▶ **Directions**
Copy the lines of the records below word for word, starting at the line that contains "Where can the red and" and ending at the line that contains "<point>96,119</point>", with both of those lines included.

---------- Record list ----------

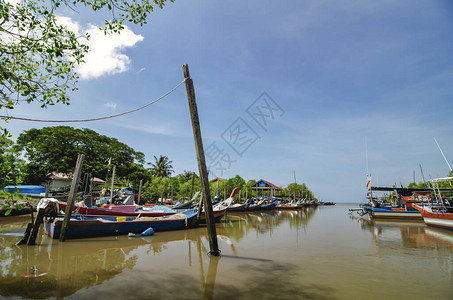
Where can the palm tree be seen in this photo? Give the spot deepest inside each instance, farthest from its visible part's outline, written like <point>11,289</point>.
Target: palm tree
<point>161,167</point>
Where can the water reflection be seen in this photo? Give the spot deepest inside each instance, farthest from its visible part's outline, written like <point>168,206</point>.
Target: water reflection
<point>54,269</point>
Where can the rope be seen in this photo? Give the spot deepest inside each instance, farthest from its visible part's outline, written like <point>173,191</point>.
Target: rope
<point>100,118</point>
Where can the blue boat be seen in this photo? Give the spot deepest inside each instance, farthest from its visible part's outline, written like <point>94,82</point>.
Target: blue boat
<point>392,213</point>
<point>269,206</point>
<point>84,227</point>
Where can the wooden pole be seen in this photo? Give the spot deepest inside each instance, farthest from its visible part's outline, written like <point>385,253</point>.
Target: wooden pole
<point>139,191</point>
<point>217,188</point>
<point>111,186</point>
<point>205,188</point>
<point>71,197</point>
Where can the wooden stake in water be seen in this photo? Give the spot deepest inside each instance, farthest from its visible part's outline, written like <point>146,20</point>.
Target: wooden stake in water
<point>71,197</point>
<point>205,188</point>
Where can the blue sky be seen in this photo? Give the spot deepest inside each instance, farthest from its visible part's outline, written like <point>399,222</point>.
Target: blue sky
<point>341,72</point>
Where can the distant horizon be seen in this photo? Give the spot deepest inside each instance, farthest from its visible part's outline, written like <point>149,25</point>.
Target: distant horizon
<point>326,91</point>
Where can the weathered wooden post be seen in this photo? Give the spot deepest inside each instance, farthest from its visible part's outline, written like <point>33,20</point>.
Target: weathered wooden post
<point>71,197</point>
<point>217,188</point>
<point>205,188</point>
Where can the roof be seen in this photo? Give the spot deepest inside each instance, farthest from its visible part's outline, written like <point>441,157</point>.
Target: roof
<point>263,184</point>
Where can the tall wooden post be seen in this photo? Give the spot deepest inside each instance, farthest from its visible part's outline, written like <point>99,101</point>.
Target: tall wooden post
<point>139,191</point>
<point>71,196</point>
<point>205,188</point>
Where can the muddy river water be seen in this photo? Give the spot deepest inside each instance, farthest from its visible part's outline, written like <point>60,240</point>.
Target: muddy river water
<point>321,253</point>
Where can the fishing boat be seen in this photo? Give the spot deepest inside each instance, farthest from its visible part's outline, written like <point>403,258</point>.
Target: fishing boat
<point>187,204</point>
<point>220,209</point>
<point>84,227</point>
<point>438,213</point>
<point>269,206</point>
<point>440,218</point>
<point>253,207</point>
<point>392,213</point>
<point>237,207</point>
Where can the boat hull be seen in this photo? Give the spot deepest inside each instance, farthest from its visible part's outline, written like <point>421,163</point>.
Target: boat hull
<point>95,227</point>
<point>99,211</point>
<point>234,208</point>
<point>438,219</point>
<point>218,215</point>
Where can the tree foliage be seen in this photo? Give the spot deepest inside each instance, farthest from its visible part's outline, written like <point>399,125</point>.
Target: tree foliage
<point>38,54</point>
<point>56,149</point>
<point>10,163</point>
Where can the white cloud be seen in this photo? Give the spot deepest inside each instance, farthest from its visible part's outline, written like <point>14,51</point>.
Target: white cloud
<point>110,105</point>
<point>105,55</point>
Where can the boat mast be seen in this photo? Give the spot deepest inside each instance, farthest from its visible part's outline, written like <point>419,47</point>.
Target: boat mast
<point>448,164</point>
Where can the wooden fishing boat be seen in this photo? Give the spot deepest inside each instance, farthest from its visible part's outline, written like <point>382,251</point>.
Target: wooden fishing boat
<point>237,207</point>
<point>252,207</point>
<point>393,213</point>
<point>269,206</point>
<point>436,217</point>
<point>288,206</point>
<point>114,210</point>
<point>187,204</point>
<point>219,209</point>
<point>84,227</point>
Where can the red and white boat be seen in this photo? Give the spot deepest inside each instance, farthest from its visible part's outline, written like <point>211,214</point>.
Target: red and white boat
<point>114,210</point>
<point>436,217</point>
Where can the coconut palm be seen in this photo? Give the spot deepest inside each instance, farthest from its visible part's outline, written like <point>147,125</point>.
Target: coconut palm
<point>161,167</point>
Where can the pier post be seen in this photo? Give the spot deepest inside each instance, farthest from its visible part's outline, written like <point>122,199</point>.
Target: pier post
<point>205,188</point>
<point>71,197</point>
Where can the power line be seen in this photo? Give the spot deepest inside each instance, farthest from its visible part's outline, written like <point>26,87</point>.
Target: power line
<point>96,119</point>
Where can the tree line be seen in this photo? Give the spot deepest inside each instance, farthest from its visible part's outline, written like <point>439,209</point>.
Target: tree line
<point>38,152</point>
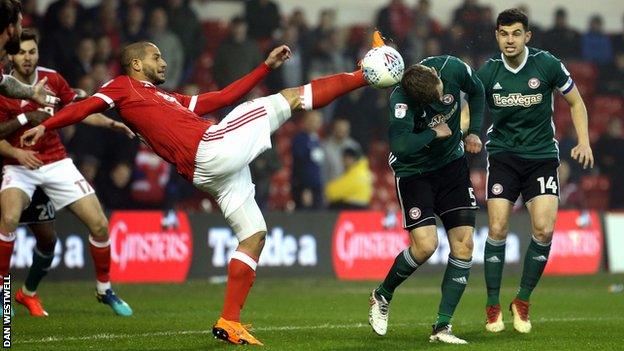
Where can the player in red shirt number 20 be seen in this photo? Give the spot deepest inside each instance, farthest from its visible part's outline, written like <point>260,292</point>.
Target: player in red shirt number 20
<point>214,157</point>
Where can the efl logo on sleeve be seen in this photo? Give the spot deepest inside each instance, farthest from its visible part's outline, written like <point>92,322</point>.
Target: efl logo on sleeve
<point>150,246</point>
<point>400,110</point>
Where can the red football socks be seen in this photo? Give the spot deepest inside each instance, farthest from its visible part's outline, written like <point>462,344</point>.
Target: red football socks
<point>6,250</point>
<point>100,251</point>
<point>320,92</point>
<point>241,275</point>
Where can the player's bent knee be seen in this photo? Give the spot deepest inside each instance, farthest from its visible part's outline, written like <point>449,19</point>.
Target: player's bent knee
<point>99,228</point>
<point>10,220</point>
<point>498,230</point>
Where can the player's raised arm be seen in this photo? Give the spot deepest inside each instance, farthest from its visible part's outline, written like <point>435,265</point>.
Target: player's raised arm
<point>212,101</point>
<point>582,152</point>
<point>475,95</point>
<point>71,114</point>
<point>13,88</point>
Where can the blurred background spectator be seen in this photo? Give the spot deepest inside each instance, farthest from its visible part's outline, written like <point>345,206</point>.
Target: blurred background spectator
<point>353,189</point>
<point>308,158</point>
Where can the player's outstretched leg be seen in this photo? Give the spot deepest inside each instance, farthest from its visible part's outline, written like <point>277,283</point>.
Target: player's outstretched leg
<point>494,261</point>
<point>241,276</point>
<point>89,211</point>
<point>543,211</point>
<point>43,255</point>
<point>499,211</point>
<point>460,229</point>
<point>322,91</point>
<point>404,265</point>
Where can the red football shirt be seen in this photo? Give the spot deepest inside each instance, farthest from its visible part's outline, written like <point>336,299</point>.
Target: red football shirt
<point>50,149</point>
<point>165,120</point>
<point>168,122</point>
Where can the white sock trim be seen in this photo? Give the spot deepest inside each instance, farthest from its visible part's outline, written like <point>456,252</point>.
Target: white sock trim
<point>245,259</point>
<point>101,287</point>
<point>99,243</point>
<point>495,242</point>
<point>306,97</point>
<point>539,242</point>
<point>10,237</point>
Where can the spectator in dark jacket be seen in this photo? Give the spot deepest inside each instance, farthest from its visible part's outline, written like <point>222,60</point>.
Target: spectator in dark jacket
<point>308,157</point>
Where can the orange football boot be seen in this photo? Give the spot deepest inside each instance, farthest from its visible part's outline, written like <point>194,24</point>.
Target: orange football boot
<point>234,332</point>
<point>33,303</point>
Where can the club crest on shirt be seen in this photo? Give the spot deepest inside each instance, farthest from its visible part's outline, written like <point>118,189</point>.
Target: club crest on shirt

----------

▶ **Solution for this exercise**
Where can the red and white boat be seen in this photo? Give the spot deepest inside each instance, farthest from its visible part's outline, written like <point>211,214</point>.
Target: red and white boat
<point>114,210</point>
<point>436,217</point>
Where can the coconut palm be seen in this photo? Give the spot deepest inside each instance, farthest from its visible part's outline, written like <point>147,125</point>.
Target: coconut palm
<point>161,167</point>
Where can the pier post be seen in this photo? Give the spot deepest inside each instance, farthest from its visible part's outline, written like <point>122,199</point>.
Target: pier post
<point>205,188</point>
<point>71,197</point>
Where can the power line be seen in this photo? Give the spot deepest inside each instance, farthest from its visible part's outline, written like <point>26,87</point>.
Target: power line
<point>96,119</point>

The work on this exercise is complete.